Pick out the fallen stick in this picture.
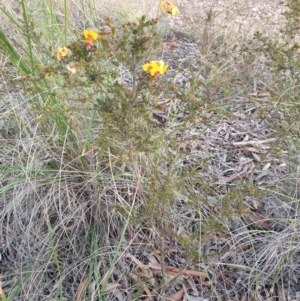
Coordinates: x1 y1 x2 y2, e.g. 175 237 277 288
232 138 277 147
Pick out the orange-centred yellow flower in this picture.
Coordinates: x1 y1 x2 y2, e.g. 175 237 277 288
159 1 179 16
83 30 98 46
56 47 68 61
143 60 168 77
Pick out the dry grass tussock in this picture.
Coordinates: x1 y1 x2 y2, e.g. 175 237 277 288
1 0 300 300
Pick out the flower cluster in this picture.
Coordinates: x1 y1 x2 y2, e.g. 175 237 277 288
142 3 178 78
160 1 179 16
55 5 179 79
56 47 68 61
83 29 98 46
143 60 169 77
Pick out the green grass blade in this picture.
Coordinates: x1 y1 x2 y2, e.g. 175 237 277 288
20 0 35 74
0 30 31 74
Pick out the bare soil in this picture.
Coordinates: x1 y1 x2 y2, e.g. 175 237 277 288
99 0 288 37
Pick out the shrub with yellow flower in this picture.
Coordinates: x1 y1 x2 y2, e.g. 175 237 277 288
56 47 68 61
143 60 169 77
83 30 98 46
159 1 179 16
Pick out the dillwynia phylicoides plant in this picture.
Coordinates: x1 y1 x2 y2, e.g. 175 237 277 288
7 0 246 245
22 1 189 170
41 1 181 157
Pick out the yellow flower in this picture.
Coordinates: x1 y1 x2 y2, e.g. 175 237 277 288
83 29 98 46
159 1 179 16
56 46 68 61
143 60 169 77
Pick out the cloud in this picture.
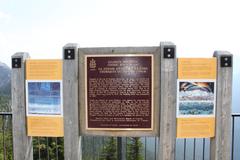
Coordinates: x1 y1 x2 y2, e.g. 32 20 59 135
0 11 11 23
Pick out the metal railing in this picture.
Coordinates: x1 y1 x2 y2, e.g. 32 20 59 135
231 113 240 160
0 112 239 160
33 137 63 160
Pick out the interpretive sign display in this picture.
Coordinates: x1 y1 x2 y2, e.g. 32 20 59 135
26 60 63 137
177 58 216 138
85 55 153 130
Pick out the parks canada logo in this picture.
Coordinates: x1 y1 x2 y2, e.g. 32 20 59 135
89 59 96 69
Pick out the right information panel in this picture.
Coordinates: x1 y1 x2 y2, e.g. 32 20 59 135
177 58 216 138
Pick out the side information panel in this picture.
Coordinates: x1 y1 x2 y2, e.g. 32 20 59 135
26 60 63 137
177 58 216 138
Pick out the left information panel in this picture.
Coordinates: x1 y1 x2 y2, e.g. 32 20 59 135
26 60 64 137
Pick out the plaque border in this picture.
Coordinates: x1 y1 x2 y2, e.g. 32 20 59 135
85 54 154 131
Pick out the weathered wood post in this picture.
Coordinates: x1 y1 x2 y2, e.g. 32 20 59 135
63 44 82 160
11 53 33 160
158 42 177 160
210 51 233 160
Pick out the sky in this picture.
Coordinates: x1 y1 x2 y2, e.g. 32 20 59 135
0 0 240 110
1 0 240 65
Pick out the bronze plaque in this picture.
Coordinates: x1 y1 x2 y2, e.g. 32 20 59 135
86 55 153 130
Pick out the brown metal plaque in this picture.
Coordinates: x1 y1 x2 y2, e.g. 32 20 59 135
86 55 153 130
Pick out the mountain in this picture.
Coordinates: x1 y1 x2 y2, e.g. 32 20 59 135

**What the exercise asks**
Without any of its pictures, the listing is to be repeated exactly as it stands.

**Exercise solution**
Pick out the fallen stick in this picture.
Coordinates: x1 y1 x2 y2, e.g. 175 237 277 288
232 138 277 147
Pick out the orange-centred yellow flower in this picture.
Coordinates: x1 y1 x2 y2, e.g. 175 237 277 288
159 1 179 16
83 30 98 46
56 47 68 61
143 60 168 77
Pick out the dry grass tussock in this picture.
Coordinates: x1 y1 x2 y2, e.g. 175 237 277 288
1 0 300 300
Pick out the flower cluster in this picture.
Coordinates: x1 y1 x2 y2, e.g. 175 237 277 288
142 3 178 78
160 1 179 16
55 5 179 79
56 47 68 61
83 29 98 46
143 60 169 77
Pick out the green grass blade in this picture.
Coordinates: x1 y1 x2 y2, e.g. 175 237 277 288
20 0 35 74
0 30 31 74
Pick out the bare soil in this picture.
Coordinates: x1 y1 x2 y2, e.g. 175 237 277 288
99 0 288 37
Pick out the shrub with yellow flower in this picture.
Coordinates: x1 y1 x2 y2, e.g. 175 237 277 288
56 47 68 61
143 60 169 77
83 30 98 46
159 1 179 16
Pick out the dillwynia phylicoides plant in this picture.
Coordinates: x1 y1 x2 y2, e.g. 175 237 277 288
7 0 246 245
22 1 189 170
41 1 181 157
Pick out the yellow flower in this picture.
Coordinates: x1 y1 x2 y2, e.g. 175 237 277 288
83 29 98 46
159 1 179 16
56 46 68 61
143 60 169 77
Pick out the cloud in this picture.
Coordinates: x1 y1 x2 y2, e.g. 32 20 59 135
0 11 11 23
Pick out the metal railing in this picture.
Coordinates: x1 y1 x2 y2, e.g. 32 20 59 135
231 113 240 160
0 112 239 160
33 137 63 160
Pick out the interpretive sign display in this picture.
Coordinates: x1 y1 x2 y2, e.g. 32 20 59 135
26 60 63 137
177 58 216 138
85 55 153 130
Pick out the parks canada logo in this picture.
Coordinates: x1 y1 x2 y2, e.g. 32 20 59 135
89 59 96 69
Pick out the right information panel in this picture.
Coordinates: x1 y1 x2 y2, e.g. 32 20 59 135
177 58 216 138
Pick out the side information panel in this picture.
Coordinates: x1 y1 x2 y2, e.g. 32 20 59 135
26 60 63 137
177 58 216 138
Pick out the left information panel in this picture.
Coordinates: x1 y1 x2 y2, e.g. 32 20 59 135
26 60 64 137
Pick out the plaque border in this picture.
Coordinates: x1 y1 x2 y2, e.g. 32 20 59 135
85 54 154 131
Pick out the weathered wood post in this picture.
Coordinates: x1 y1 x2 y2, e.g. 32 20 59 135
63 44 82 160
11 53 33 160
158 42 177 160
210 51 233 160
Pick out the sky in this picture.
Coordinates: x1 y1 x2 y2, e.g. 32 20 59 135
0 0 240 110
1 0 240 65
Pick out the bronze plaque in this picture.
Coordinates: x1 y1 x2 y2, e.g. 32 20 59 135
86 55 153 130
Pick out the brown metal plaque in this picture.
Coordinates: x1 y1 x2 y2, e.g. 32 20 59 135
86 55 153 130
Pick out the mountain in this picture.
Coordinates: x1 y1 x2 y2, e.g. 32 20 59 135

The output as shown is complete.